TASK GOAL
Copy all of the records below word for word, but leave the pictures out.

AVAILABLE DATA
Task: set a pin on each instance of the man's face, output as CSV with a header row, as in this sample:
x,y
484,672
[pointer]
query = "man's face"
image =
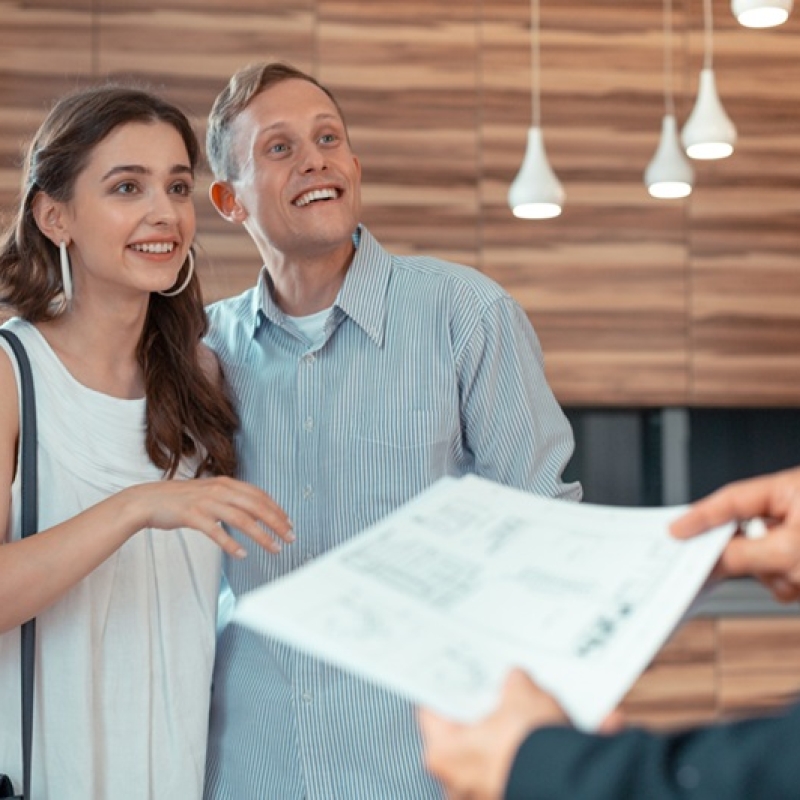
x,y
299,183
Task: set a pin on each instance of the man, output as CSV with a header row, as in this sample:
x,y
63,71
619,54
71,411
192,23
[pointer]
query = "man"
x,y
360,378
525,749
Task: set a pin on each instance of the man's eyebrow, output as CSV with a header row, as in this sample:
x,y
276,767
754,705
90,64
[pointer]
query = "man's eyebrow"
x,y
325,116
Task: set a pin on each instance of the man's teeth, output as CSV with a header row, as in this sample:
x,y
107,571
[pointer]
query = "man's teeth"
x,y
317,194
155,247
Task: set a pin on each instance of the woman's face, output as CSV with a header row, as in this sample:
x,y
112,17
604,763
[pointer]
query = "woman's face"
x,y
131,219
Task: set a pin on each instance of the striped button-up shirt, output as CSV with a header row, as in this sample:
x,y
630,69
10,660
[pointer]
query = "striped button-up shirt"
x,y
426,369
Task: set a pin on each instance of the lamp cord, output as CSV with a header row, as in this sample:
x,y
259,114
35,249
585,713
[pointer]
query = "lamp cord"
x,y
535,87
709,35
669,101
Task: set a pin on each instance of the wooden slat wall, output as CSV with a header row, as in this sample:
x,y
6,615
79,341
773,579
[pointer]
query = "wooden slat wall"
x,y
636,301
719,668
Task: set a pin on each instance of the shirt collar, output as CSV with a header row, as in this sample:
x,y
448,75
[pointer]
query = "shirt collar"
x,y
362,296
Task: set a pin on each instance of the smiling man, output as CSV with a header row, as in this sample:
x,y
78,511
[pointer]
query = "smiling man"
x,y
360,378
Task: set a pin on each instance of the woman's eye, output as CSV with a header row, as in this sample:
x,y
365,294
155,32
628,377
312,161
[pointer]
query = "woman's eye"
x,y
126,187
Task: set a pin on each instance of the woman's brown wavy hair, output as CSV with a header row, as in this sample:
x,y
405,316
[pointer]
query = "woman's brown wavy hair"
x,y
189,416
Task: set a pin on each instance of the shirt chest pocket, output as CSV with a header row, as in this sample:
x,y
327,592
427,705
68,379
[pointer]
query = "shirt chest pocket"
x,y
404,429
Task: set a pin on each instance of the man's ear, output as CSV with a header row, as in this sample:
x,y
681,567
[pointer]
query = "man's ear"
x,y
50,218
223,197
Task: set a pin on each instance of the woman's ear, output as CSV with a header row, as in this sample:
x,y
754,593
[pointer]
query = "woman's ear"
x,y
223,196
50,218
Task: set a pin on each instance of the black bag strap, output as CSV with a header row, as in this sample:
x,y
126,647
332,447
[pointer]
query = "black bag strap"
x,y
29,526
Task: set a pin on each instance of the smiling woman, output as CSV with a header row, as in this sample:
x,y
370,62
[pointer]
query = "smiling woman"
x,y
134,453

THE OUTPUT
Task: set a pin on each instance of the man's face, output as CSV with a header row, as in this sample:
x,y
484,672
[pointer]
query = "man's face"
image =
x,y
299,183
Task: set a pin on each instance of the man, output as CSV with a header row, as in this sample:
x,y
63,71
619,54
71,411
192,23
[pointer]
query = "man"
x,y
360,378
525,749
Task: set a pin on each instance of the man's eyebrow, output as CSV with a header row, as in this sample:
x,y
276,767
754,705
90,64
[pointer]
query = "man's eyebrow"
x,y
325,116
Task: set a pin on each instance of the man's teeth, output as CSV with a header row, as in this sample:
x,y
107,571
[pointer]
query = "man's teeth"
x,y
317,194
155,247
Task: set a pin on each instance of the woman's face, output as CSV with a header row, as in this sample:
x,y
112,17
604,763
[pointer]
query = "woman's face"
x,y
131,219
Task: set a pin on each instance of the striped button-up shirt, output as CSV with a header row, as in this sample:
x,y
630,69
10,660
[pointer]
query = "striped button-up shirt"
x,y
426,369
Task: set a pin on each instance of the lamp cord, output as CSV with a header row, as in this sample:
x,y
259,114
35,249
585,713
[pointer]
query = "lamp cord"
x,y
535,87
709,35
669,101
Task: set a pin on each instance of the wooden slat wall, output as CSV with a header row, as in this sample:
x,y
6,615
79,341
773,579
[pointer]
query = "wooden slat wall"
x,y
636,301
719,668
Task: set a pin on each instance of the shirt collar, output as CSV with a header row, as in this sample:
x,y
448,75
[pointer]
query = "shirt collar"
x,y
362,296
Task: set a pin on each instance of the smiling man, output as CSV with a header row, as in this sample:
x,y
78,511
[pointer]
query = "smiling man"
x,y
360,378
Task: set a pin on each instance of the woman's eye, output as CSV with a header row, as in this sample:
x,y
365,294
155,32
628,377
312,161
[pointer]
query = "woman's eye"
x,y
126,187
Task: set a pin on each instance of the woman's brown wavy hair, output as CSV with a header row, as in this sample:
x,y
405,316
[pointer]
query = "woman's brown wavy hair"
x,y
189,416
Task: set a pin on each instance of the shirt chest pocket, output as CSV with a header row, as in this sample:
x,y
327,592
427,705
68,379
[pointer]
query = "shirt chest pocket"
x,y
404,429
Task: set a pin on each instance of the man's ear, output as CSV with a header row, as in this sample:
x,y
681,567
[pointer]
query = "man's ear"
x,y
50,218
223,197
Task: set a pin on each instance of the woman's ear, output as CSV with a header row, as in this sample:
x,y
754,593
[pointer]
query = "woman's ear"
x,y
223,196
50,218
Task: set a pin on each instance of the black bag strap, output as CSV with a header row, as in this sample:
x,y
126,647
332,447
[pointer]
query = "black bag strap"
x,y
29,526
Task: set a pin on each instance of the smiling woman, output as CSV with a header row, as in this sample:
x,y
370,62
[pointer]
query = "smiling woman"
x,y
134,453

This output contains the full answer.